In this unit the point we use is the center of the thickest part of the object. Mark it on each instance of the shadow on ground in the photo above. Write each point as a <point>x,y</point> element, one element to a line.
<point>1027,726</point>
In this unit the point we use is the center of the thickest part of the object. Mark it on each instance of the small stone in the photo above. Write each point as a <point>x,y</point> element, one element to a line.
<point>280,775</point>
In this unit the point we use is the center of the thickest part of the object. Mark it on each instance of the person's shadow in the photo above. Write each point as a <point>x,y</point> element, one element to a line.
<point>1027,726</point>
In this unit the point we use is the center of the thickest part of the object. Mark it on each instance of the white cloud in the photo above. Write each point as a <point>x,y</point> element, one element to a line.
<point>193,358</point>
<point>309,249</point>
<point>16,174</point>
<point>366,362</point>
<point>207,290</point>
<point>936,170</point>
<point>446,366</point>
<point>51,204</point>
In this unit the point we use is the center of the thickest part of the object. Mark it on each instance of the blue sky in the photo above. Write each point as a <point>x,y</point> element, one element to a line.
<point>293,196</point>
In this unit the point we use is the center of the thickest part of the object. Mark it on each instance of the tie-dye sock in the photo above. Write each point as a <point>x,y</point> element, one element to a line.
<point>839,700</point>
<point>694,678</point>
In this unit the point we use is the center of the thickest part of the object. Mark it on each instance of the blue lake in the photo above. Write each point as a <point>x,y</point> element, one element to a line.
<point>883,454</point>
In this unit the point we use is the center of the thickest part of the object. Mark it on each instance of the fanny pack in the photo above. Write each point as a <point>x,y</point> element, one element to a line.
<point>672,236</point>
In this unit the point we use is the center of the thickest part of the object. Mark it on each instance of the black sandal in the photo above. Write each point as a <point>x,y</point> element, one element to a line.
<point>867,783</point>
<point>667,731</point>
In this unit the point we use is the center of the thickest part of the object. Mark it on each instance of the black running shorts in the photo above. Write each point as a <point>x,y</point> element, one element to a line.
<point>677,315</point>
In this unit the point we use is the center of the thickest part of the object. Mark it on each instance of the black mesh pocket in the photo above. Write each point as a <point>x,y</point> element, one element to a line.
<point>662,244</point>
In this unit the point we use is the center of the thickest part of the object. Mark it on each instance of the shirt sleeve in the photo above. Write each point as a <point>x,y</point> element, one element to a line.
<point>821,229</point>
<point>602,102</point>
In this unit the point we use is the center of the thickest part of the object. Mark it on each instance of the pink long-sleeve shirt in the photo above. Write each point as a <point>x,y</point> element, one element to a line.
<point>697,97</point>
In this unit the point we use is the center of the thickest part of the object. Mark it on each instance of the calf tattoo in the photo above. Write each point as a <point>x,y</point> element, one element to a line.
......
= Short task =
Reproduce verbatim the portion of the items that begins with the line containing "of the pink" and continues through the end of the items, including both the first and the last line.

= Task response =
In this unit the point we use is the center of the thickest part of the object. Mark it on each instance of the pink long-sleeve shirt in the photo above. Write each point as a <point>x,y</point> element, one element to a line.
<point>697,97</point>
In this unit the point we use is the center of the thickest part of the object. Mark it on each instance of the calf tattoo in the photo above. Write each point as a <point>x,y</point> element, one element to a line.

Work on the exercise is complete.